- **TASK TO CARRY OUT**
All of the data is to be copied word for word.

- **DATA PROVIDED**
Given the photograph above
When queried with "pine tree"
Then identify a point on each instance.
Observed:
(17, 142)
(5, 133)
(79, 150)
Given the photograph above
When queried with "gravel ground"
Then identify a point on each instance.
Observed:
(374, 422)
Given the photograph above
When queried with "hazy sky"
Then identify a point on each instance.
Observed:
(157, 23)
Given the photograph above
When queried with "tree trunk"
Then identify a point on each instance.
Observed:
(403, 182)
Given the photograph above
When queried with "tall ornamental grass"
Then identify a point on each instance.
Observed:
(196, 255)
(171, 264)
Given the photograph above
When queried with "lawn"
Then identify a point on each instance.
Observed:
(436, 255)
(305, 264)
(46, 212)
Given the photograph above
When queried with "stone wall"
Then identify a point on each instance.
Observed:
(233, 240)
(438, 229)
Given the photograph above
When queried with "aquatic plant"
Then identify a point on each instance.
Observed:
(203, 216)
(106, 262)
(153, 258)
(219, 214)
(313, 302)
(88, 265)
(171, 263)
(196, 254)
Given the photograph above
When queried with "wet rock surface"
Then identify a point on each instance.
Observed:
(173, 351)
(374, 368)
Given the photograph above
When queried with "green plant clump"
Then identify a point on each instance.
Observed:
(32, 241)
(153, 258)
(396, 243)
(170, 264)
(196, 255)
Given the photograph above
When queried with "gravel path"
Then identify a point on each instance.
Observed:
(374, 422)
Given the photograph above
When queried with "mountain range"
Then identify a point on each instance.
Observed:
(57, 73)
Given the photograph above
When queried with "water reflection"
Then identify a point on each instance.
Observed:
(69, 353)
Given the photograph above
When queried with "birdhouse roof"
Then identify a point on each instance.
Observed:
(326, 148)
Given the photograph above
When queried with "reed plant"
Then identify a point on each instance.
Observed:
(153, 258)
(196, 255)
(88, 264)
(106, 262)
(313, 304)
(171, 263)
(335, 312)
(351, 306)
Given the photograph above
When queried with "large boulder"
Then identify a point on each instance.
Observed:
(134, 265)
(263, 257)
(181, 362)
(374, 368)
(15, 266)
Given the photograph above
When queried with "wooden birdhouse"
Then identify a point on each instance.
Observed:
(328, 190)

- **RESPONSE**
Given the photograph above
When queried with "pine tree"
Then identify a point on each instance.
Observed:
(17, 142)
(5, 133)
(79, 150)
Given the photograph above
When queried with "gravel ground"
Then identify a point on each instance.
Observed:
(374, 422)
Given the photograph above
When queried with "hazy sky"
Then identify a point on each instance.
Observed:
(157, 23)
Given the photograph above
When queried with "tree trunk"
Then identify a point on each instance.
Observed:
(403, 182)
Given the photograph above
When queried with "tall ornamental grass"
Then identify a point on each instance.
Observed:
(196, 255)
(171, 264)
Given the photograph above
When queried with "lawn"
Then identify a point on each instance.
Observed:
(436, 255)
(305, 264)
(46, 212)
Given the photograph above
When queried with "stone wall"
Then identify a point on each instance.
Observed:
(233, 240)
(438, 229)
Given the photograph above
When queried with "aquatic plant"
Then identify a point on each instance.
Observed:
(203, 216)
(106, 262)
(153, 258)
(219, 214)
(313, 302)
(88, 265)
(171, 263)
(196, 254)
Given the photograph above
When queried with "wet rock surface"
Then identify a point on each instance.
Observed:
(173, 351)
(374, 368)
Given the photograph above
When queried with "green plant clump"
Then identify a point on each instance.
Observed:
(32, 241)
(153, 258)
(396, 243)
(170, 264)
(196, 255)
Given the photograph above
When queried with "gravel path"
Then identify a point on each instance.
Observed:
(374, 422)
Given the photograph above
When queried with "mountain range"
Then identify a point on each instance.
Observed:
(57, 73)
Given the photograph above
When queried with "water reflection"
Then identify a point on each instance.
Observed:
(69, 353)
Given the photograph above
When queried with "birdhouse roof"
Then identify a point on each instance.
Observed:
(326, 148)
Given the photograph above
When queried with "reed plant"
Then identify a point on each instance.
Observed:
(153, 258)
(196, 255)
(88, 264)
(106, 262)
(313, 304)
(171, 263)
(335, 312)
(351, 306)
Given the photograph above
When queried with "large boulder"
Then identify a point on each instance.
Observed:
(134, 265)
(263, 257)
(181, 362)
(374, 368)
(15, 266)
Given the photograph above
When queried with "wooden birdhouse"
Then identify a point on each instance.
Observed:
(328, 190)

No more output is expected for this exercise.